• [Passage shown]
[Haskell-cafe] Haskell procedure

Houdini andressocrates90 at yahoo.com
Thu Feb 3 10:21:03 CET 2011


One :Thank you Carsten Schultz,Daniel Fischer,Mihai and all the other for
your help.
Two:After my last post I wrote some function that should help me in the
future,but I need some help with the followint as I'm tired and have to fit
in a schedule.I know it is long so I'll try and explain it as short and
consice as I can.
The DPLL procedure has two main stages: a simplification stage and a search
stage. In the simplification
stage, functions are applied to the formula to assign truth values to
certain propositional variables. The
simplifications are made because if there is a satisfying assignment for the
simplified formula then it is also
a satisfying assignment for the original formula. This reduces the need for
search which can take a long
time. The search stage is performed when no more simplifications can be
made. In this stage a literal is
chosen and is assigned true or false leading to two new branches in the
search space.
I wrote some function wich should be helpfull,but I have to fit in a
schedule and I'm getting tired I need some additional help if possible.

    module Algorithm where

    import System.Random
    import Data.Maybe
    import Data.List

    type Atom = String
    type Literal = (Bool,Atom)
    type Clause = [Literal]
    type Formula = [Clause]
    type Model = [(Atom, Bool)]
    type Node = (Formula, ([Atom], Model))

    -- This function  takess a Clause and return the set of Atoms of that
Clause.
    atomsClause :: Clause -> [Atom]
   

    -- This function  takes a Formula returns the set of Atoms of a Formula
    atoms :: Formula -> [Atom]
   

    -- This function returns True if the given Literal can be found within
    -- the Clause.
    isLiteral :: Literal -> Clause -> Bool
   

    -- this function takes a Model and an Atom and flip the truthvalue of
    -- the atom in the model
    flipSymbol :: Model -> Atom -> Model -- is this ok?
 
    Additional functions that I wrote:
    remove :: (Eq a) )a ->[a] ->[a]
    -This function removes an item from a list.
     
     neg :: Literal->Literal
    -This function flips a literal (ie. from P to :P and from :P to P).

(Records from a collection)

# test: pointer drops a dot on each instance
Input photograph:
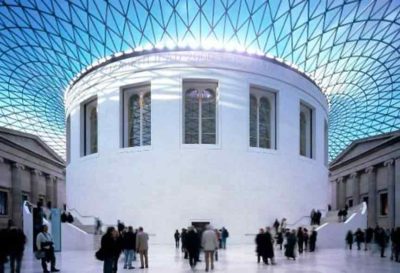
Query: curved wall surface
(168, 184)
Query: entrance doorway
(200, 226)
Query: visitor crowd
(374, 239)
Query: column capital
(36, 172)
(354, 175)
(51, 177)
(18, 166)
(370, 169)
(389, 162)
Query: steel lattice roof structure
==
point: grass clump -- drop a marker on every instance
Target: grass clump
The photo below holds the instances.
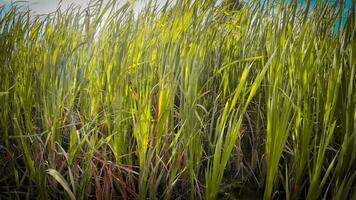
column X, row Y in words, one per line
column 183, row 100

• [Actions to take]
A - Arrange the listing lines in a Markdown table with the columns Row and Line, starting with the line containing "point: grass clump" and going through the line containing "column 183, row 100". Number the rows from 1, and leave out blank lines and the pictures.
B - Pick up the Haskell mailing-list post where it stops and continue it.
The Haskell mailing-list post and the listing are unrelated pieces of material.

• [Answers to each task]
A -
| Row | Line |
|---|---|
| 1 | point: grass clump -- drop a marker on every instance |
| 2 | Target: grass clump |
| 3 | The photo below holds the instances. |
| 4 | column X, row Y in words, one per line |
| 5 | column 183, row 100 |

B -
    falseClause :: Model -> Clause -> Bool
    -This function takes a Model and a Clause and returns True
    if the clause is unsatisfied by the model or False otherwise.
    falseClauses :: Formula -> Model -> [Clause]
    -This function takes a Formula and a Model and returns the list of
clauses of the  formula that are not satisfied.
     assignModel :: Model -> Formula -> Formula
     -This function applies the assign function for all the assignments of a
given model.
     checkFormula :: Formula -> Maybe Bool This function checks whether a
formula can be  decided to be satisfiable or unsatisfiable based on the
effects of the assign function.
     satisfies :: Model -> Formula -. Bool This function checks whether a
model satisfies a formula. This is done with the combination of the
assignModel and checkFormula functions.


--Where do I need help:
           
           removeTautologies :: Formula->Formula
This function should output a simplified formula if tautologies
can be found in one or more clauses in the input
Notes: If in a clause, a literal and its negation are found, it means that
the clause will be true, regardless of the value
finally assigned to that propositional variable. Consider the following
example:
(A v B v -A) ^ (B v C v A)
The first clause contains the literals A and -A. This means that the clause
will always be true, in which case
it can be simplify the whole set to simply (B v C v A) (the second clause
alone)

         pureLiteralDeletion :: Formula->Formula
This function is suppose to implement a simplification step that assumes as
true any atom in a formula that appears exclusively in a positive or
negative form (not both). Consider the formula:
(P v Q v R) ^ (P v Q v -R) ^ (-Q v R)
Note that in this formula P is present but -P is not. Using Pure Literal
Deletion  it can be assumed that the value of P will be True thus
simplifying the formula to (-Q v R). If the literal were false then the
literal would simply be deleted from the clauses it appears in. In that case
any satisfying model for the resulting formula would also be a satisfying
model for the formula when we assume that the literal is true. Hence this
simplification is sound in that if there is a solution to the simplified
formula then there is a solution to the original formula.
   
      propagateUnits :: Formula->Formula
If a clause in a propositional formula contains only one literal, then that
literal must be true (so that the particular clause can be satisfied). When
this happens,we can remove the unit clauses (the ones that contain only one
literal), all the clauses where the literal appears and also, from the
remaining clauses, we can delete the negation of the literal (because if P
is true, -P will be false).For example, in the formula (P v Q v R) ^ (-P v Q
v -R) ^ (P) we have one unit clause (the third clause(P) ). Because this one
has to be true for the whole formula to be true we assign True to P and try
to find
a satisfying assignment for the remaining formula. Finally because -P cannot
be true (given the assigned value of P) then the second clause is reduced by
eliminating the symbol -P . This simplification results in the revised
formula (Q v -R).
The resulting simplification can create other unit clauses. For example in
the formula (-P v Q) ^ (P) is simplified to (Q) when the unit clause (P) is
propagated. This makes (Q) a unit clause which can now also be simplified to
give a satisfying assignment to the formula. The function should apply unit
propagation until it can no longer make any further simplifications.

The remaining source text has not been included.